Goals ::
1. From the blog post below, print the stretch from "Sunday, July 17, 2005" through "away at me.".
2. Answer these questions using the blog post below.
(a) What date does the blog post carry?
(b) What kind of tattoo has the writer decided to get?
(c) What is the only design idea the writer keeps thinking about?

## start Source text

Sunday, July 17, 2005
  Underwhelmed
I've decided that I want to get a full back covering tattoo. Of course it won't hide what I like to call "the grossness" that is all my unattractive humpery doo-ness, but I am looking at it as sort of a "making ugly beautiful" project. What it will be and where I will find the money, I don't know, but the idea seems immensly appealing right now. I do really want something that suits me though, symbolically, I suppose, but I also don't want something dark and depressing like, "this-signifies-my-shitty-life-and-how-strong-I-am-now". I have a feeling I should do the designing of this, but as of now, the only thing I keep thinking about is a big leaved tree with words forming the grooves in the trunk. What words? Good question.

And I'm a little melancholical right now, I admit. I can't pinpoint it exactly, but something is picking away at me.

## end Source text
## start Stored data

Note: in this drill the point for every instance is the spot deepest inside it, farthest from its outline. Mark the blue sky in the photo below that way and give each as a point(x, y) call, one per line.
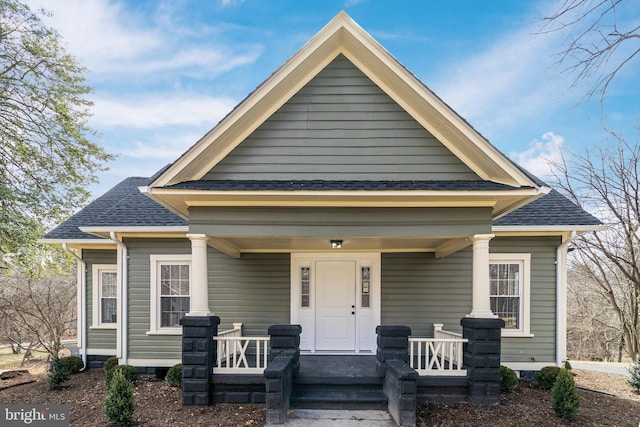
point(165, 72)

## end Stored data

Results for the exercise ::
1.
Sunday, July 17, 2005
  Underwhelmed
I've decided that I want to get a full back covering tattoo. Of course it won't hide what I like to call "the grossness" that is all my unattractive humpery doo-ness, but I am looking at it as sort of a "making ugly beautiful" project. What it will be and where I will find the money, I don't know, but the idea seems immensly appealing right now. I do really want something that suits me though, symbolically, I suppose, but I also don't want something dark and depressing like, "this-signifies-my-shitty-life-and-how-strong-I-am-now". I have a feeling I should do the designing of this, but as of now, the only thing I keep thinking about is a big leaved tree with words forming the grooves in the trunk. What words? Good question.

And I'm a little melancholical right now, I admit. I can't pinpoint it exactly, but something is picking away at me.

2.
(a) Sunday, July 17, 2005.
(b) A full back covering tattoo.
(c) A big leaved tree with words forming the grooves in the trunk.